:: To do ::
Count the lines in the rows below that contain the word "part". Give only the number.

:: Records for the task ::
▬▬▬▬▬▬▬▬▬▬
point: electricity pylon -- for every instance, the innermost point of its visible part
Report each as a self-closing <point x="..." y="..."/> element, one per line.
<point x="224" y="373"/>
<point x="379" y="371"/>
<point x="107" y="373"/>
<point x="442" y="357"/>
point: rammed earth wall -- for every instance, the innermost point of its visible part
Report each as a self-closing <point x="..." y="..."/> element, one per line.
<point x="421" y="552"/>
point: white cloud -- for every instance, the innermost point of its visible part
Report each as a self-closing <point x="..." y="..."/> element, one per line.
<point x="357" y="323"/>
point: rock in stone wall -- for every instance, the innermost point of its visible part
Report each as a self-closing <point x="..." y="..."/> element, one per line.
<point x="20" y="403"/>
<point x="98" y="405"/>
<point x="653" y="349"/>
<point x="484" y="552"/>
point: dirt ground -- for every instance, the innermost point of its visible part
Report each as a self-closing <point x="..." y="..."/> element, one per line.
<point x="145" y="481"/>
▬▬▬▬▬▬▬▬▬▬
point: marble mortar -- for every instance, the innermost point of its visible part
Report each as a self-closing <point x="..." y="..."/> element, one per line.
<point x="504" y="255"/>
▬▬▬▬▬▬▬▬▬▬
:: Answer to the exercise ::
6